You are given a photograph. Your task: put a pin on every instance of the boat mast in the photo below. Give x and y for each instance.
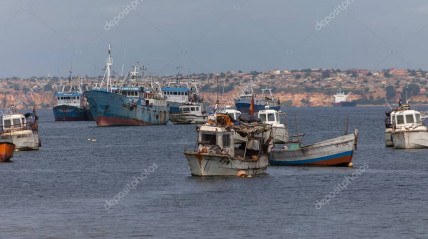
(107, 73)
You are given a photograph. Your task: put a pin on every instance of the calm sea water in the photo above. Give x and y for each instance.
(61, 190)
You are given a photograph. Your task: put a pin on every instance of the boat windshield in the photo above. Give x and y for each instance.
(418, 118)
(207, 138)
(409, 119)
(400, 119)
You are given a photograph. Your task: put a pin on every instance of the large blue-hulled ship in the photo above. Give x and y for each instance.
(127, 105)
(243, 101)
(70, 103)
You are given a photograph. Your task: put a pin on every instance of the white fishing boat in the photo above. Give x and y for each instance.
(192, 113)
(408, 131)
(333, 152)
(272, 117)
(20, 129)
(219, 153)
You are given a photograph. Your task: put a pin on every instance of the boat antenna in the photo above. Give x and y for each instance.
(388, 104)
(217, 101)
(346, 124)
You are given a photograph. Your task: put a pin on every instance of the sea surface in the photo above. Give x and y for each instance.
(62, 190)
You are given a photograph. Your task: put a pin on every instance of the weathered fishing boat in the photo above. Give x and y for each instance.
(333, 152)
(407, 130)
(226, 149)
(126, 105)
(71, 104)
(20, 129)
(272, 117)
(6, 151)
(192, 113)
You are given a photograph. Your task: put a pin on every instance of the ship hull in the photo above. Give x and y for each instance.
(110, 109)
(345, 104)
(203, 164)
(6, 151)
(334, 152)
(71, 113)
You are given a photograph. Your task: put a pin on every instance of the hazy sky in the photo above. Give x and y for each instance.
(44, 37)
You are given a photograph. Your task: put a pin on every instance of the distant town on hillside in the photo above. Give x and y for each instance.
(306, 87)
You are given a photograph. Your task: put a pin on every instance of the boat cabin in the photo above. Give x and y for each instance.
(406, 118)
(129, 92)
(235, 114)
(72, 98)
(215, 138)
(269, 116)
(191, 109)
(13, 122)
(176, 94)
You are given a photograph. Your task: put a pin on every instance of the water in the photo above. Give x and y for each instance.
(61, 190)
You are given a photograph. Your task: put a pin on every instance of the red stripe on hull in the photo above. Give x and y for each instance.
(115, 121)
(341, 161)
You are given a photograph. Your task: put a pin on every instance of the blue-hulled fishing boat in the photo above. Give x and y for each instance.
(127, 105)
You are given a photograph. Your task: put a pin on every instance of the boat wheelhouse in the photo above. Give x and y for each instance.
(272, 117)
(181, 92)
(243, 101)
(192, 113)
(342, 99)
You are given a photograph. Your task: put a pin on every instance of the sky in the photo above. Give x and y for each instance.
(48, 37)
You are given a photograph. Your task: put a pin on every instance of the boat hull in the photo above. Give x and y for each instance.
(345, 104)
(6, 151)
(410, 139)
(110, 109)
(203, 164)
(71, 113)
(188, 119)
(334, 152)
(244, 107)
(388, 138)
(24, 140)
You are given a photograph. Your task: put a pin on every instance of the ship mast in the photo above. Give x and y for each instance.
(107, 73)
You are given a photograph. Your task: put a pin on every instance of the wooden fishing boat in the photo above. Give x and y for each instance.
(226, 149)
(20, 129)
(6, 151)
(333, 152)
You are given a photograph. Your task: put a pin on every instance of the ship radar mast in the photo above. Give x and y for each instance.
(108, 70)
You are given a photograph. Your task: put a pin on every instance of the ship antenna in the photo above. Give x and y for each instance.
(217, 101)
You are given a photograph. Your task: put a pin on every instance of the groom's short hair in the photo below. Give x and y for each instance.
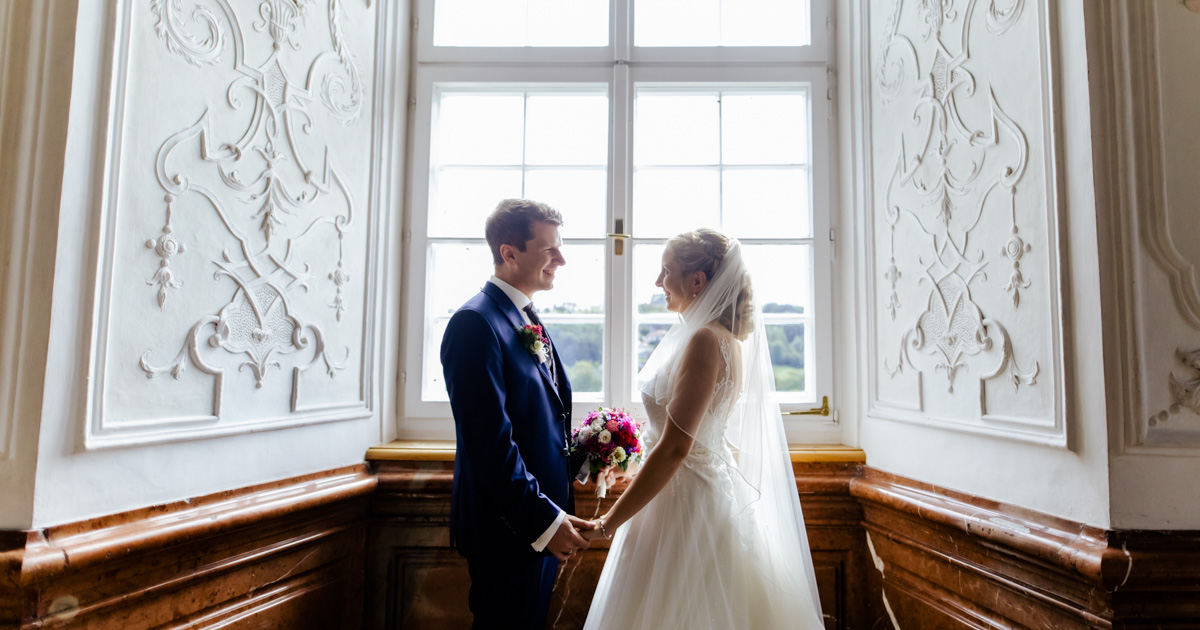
(511, 223)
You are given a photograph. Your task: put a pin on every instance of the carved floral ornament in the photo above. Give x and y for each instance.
(951, 172)
(1186, 391)
(261, 183)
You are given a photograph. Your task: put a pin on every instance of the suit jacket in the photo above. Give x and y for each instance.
(511, 472)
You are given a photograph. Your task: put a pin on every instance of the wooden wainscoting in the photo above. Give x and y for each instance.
(285, 555)
(889, 553)
(415, 581)
(947, 559)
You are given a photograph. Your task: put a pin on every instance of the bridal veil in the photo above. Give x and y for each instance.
(754, 448)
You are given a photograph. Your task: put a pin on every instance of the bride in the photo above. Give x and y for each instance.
(709, 533)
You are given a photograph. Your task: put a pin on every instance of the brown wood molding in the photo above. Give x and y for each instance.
(280, 555)
(947, 559)
(415, 581)
(294, 553)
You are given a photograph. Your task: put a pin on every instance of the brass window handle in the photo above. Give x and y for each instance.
(816, 411)
(618, 246)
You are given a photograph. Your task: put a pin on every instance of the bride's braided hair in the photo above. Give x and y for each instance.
(702, 250)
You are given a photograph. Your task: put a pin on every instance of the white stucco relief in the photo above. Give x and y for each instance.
(961, 226)
(253, 187)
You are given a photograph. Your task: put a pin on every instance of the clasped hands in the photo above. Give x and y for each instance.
(575, 533)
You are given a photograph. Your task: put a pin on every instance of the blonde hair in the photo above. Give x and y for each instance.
(702, 250)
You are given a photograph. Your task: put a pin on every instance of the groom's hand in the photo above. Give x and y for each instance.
(567, 540)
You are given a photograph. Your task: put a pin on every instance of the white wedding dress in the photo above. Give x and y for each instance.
(696, 557)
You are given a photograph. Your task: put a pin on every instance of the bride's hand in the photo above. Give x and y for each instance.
(597, 531)
(613, 474)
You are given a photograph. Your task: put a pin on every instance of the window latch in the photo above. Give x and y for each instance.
(618, 237)
(816, 411)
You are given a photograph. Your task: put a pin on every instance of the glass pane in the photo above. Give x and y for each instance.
(568, 23)
(433, 388)
(581, 196)
(567, 129)
(766, 203)
(652, 317)
(721, 23)
(765, 23)
(455, 273)
(786, 343)
(781, 276)
(677, 22)
(647, 264)
(667, 202)
(581, 348)
(461, 198)
(762, 129)
(648, 337)
(574, 316)
(504, 23)
(676, 129)
(479, 129)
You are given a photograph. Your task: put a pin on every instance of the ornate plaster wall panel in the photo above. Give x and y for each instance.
(239, 255)
(964, 180)
(1155, 153)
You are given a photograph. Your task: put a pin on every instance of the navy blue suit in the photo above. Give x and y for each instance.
(511, 472)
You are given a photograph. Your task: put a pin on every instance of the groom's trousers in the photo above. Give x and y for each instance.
(511, 591)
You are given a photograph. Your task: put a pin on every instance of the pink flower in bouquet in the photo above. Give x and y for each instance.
(607, 437)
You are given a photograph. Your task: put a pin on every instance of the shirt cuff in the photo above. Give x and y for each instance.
(544, 539)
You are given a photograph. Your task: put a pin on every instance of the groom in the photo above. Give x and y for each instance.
(511, 406)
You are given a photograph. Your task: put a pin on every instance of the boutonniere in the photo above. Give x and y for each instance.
(535, 341)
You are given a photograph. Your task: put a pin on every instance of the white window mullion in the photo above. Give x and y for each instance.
(621, 270)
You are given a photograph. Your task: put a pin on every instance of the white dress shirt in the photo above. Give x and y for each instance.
(521, 300)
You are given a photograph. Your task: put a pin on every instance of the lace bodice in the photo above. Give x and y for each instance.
(712, 429)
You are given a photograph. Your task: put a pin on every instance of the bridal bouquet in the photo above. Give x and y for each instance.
(609, 437)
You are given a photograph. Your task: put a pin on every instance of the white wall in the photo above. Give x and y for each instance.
(269, 145)
(970, 177)
(1147, 52)
(35, 84)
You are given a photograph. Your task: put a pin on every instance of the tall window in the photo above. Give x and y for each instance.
(684, 114)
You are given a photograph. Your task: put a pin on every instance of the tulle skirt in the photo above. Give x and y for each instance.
(696, 558)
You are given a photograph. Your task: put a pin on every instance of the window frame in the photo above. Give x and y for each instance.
(621, 67)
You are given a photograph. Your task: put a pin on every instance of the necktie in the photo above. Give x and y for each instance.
(537, 321)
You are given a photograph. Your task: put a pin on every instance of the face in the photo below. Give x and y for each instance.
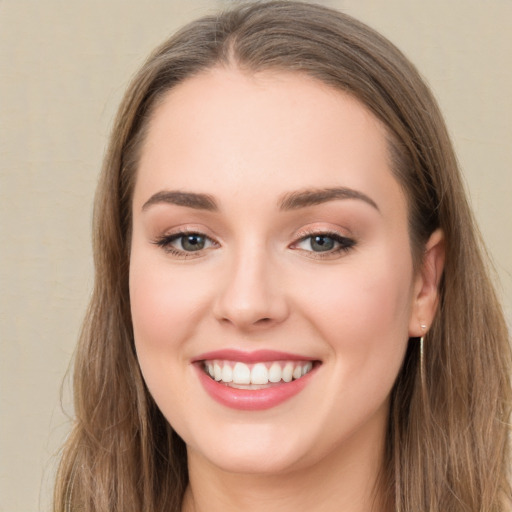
(271, 279)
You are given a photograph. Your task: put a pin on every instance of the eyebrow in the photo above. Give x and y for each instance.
(291, 201)
(311, 197)
(188, 199)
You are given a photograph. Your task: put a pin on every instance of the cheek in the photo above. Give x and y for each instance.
(362, 311)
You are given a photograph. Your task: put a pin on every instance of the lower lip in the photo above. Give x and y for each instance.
(252, 399)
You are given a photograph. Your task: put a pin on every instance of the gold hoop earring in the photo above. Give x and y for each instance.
(422, 371)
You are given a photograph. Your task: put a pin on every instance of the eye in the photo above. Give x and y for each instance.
(326, 243)
(181, 244)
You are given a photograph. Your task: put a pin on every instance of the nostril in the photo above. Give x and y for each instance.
(263, 321)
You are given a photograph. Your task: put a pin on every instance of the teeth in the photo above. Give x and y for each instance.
(275, 372)
(217, 371)
(245, 376)
(287, 372)
(241, 374)
(227, 373)
(259, 374)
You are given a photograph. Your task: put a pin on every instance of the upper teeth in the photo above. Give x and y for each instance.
(259, 373)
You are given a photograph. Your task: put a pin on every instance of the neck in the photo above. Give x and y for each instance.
(347, 479)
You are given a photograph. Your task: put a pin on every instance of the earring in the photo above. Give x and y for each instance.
(422, 364)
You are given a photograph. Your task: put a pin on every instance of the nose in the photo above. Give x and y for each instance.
(251, 297)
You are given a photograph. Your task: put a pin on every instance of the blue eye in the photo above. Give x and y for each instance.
(325, 243)
(192, 242)
(182, 243)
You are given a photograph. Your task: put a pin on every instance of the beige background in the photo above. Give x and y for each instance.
(63, 68)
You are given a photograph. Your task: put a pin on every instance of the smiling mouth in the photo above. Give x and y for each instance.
(238, 375)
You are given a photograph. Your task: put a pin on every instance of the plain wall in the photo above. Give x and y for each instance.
(63, 68)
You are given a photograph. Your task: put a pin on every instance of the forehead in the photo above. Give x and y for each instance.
(226, 131)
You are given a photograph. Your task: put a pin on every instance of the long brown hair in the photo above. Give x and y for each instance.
(447, 446)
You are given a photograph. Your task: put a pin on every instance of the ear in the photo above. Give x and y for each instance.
(426, 285)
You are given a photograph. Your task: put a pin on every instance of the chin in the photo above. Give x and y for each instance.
(262, 449)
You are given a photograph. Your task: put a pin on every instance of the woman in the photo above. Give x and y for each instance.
(291, 307)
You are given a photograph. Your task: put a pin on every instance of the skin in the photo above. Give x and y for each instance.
(248, 141)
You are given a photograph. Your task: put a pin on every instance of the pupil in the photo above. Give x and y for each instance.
(193, 242)
(322, 243)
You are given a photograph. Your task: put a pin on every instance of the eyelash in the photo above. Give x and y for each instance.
(165, 242)
(344, 244)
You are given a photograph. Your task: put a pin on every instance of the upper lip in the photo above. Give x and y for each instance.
(255, 356)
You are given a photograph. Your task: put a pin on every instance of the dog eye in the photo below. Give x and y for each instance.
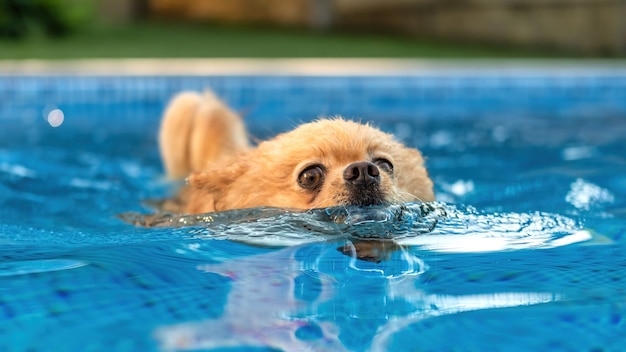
(384, 164)
(311, 177)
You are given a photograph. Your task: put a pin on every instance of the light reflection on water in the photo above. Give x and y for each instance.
(429, 226)
(297, 298)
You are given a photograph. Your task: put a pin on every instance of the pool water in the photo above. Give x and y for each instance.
(528, 250)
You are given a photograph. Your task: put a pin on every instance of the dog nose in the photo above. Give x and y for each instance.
(361, 173)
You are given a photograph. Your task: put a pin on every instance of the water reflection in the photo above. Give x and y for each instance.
(313, 298)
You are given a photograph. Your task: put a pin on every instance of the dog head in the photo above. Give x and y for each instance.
(320, 164)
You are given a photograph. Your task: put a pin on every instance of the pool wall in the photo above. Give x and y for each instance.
(283, 100)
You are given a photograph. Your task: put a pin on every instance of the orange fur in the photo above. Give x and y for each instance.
(227, 174)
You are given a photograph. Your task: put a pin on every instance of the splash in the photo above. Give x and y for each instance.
(429, 226)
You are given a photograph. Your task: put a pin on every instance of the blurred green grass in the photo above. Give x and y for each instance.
(154, 39)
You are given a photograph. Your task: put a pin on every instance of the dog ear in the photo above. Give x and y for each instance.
(412, 176)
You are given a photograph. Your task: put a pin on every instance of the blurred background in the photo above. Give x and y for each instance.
(312, 28)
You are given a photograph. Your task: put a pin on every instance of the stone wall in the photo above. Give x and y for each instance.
(582, 26)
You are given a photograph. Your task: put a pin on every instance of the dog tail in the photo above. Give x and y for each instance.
(197, 130)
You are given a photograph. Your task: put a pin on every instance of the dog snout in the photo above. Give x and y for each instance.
(361, 173)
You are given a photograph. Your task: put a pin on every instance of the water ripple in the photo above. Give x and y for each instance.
(429, 226)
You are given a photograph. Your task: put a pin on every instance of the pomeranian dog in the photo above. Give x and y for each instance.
(320, 164)
(328, 162)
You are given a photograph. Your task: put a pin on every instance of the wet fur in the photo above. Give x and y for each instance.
(202, 139)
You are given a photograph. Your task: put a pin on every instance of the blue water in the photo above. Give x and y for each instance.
(528, 251)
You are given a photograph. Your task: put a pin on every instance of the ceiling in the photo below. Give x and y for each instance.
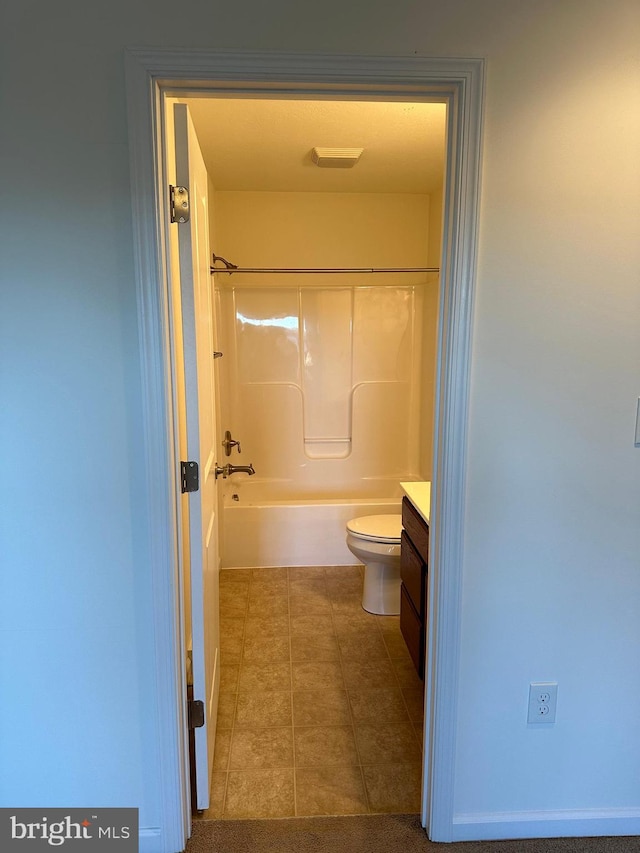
(264, 144)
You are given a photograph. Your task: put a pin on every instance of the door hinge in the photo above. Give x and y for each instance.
(179, 201)
(195, 713)
(189, 478)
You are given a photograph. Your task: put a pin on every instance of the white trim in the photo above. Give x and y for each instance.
(149, 839)
(584, 823)
(460, 83)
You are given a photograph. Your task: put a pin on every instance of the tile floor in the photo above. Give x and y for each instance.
(320, 706)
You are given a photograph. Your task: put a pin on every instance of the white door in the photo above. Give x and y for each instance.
(199, 382)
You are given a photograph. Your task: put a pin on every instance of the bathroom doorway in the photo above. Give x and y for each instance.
(150, 76)
(327, 383)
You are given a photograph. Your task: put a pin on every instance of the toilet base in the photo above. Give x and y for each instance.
(381, 590)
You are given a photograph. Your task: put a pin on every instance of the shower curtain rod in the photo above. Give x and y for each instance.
(323, 269)
(231, 268)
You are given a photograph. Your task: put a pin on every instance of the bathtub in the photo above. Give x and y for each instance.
(263, 525)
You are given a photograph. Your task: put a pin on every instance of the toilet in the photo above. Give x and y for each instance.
(375, 541)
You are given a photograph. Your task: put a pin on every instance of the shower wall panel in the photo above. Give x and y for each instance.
(323, 383)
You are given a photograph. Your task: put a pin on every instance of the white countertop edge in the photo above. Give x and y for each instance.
(419, 493)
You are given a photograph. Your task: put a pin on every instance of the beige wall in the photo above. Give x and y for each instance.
(335, 230)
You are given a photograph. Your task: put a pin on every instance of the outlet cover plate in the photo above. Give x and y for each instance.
(543, 698)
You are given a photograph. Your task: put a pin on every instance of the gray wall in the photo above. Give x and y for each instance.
(551, 574)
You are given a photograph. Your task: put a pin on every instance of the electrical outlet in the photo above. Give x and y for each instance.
(543, 697)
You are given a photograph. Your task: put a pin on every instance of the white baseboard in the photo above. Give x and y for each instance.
(150, 838)
(492, 826)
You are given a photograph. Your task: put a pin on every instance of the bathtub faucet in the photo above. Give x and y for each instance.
(228, 470)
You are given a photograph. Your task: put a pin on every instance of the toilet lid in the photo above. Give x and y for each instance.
(380, 528)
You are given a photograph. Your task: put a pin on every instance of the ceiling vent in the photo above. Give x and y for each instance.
(336, 158)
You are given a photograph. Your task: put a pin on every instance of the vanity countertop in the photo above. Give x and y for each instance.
(419, 493)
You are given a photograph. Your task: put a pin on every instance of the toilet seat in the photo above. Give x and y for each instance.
(377, 528)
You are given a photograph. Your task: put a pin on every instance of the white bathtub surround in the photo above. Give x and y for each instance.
(261, 532)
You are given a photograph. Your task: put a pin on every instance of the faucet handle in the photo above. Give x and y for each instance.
(229, 443)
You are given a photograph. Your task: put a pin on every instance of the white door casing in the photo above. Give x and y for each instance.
(198, 348)
(151, 76)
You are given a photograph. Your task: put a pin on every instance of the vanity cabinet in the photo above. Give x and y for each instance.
(414, 559)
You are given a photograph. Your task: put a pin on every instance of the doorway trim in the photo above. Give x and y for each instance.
(150, 74)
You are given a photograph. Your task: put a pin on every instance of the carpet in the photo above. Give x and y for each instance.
(370, 834)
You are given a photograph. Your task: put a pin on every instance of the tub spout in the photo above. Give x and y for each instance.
(228, 470)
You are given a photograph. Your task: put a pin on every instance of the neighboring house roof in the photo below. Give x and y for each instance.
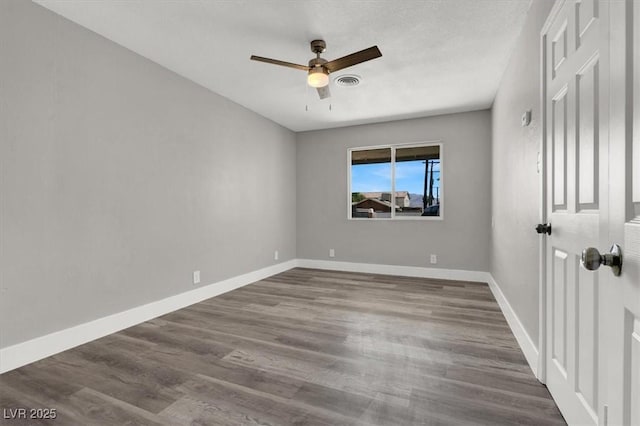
(374, 201)
(378, 195)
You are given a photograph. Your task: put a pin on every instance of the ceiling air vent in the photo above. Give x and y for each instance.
(348, 80)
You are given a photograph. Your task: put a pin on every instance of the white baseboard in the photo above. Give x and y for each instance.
(33, 350)
(404, 271)
(528, 346)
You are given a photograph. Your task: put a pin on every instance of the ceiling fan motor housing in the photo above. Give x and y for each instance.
(318, 46)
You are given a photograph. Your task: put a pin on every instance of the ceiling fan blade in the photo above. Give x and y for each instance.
(323, 92)
(353, 59)
(278, 62)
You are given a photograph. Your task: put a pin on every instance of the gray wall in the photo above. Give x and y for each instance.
(461, 240)
(119, 178)
(515, 181)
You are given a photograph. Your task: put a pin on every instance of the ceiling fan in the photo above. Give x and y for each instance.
(318, 69)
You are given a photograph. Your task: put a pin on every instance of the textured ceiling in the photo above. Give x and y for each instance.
(438, 56)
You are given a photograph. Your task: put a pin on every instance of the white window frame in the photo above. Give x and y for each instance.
(393, 148)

_EXERCISE OBJECTIVE_
The assignment is to restate, word for word, each line from the one containing "ceiling fan in" through the final line of the material above.

_WRITTEN ANSWER_
You are given a photograph. Your task: put a pin on every instance of the ceiling fan in the photo above. Give x and y for each instance.
(318, 69)
You are given a photograph. Your task: put a pin on every instance of the textured ceiling in the photo above. Give x and y for each instance.
(438, 56)
You are given a photograph. Your task: put a pin on every instance of the white window frame in the photo above. Give x and y for each instance.
(393, 148)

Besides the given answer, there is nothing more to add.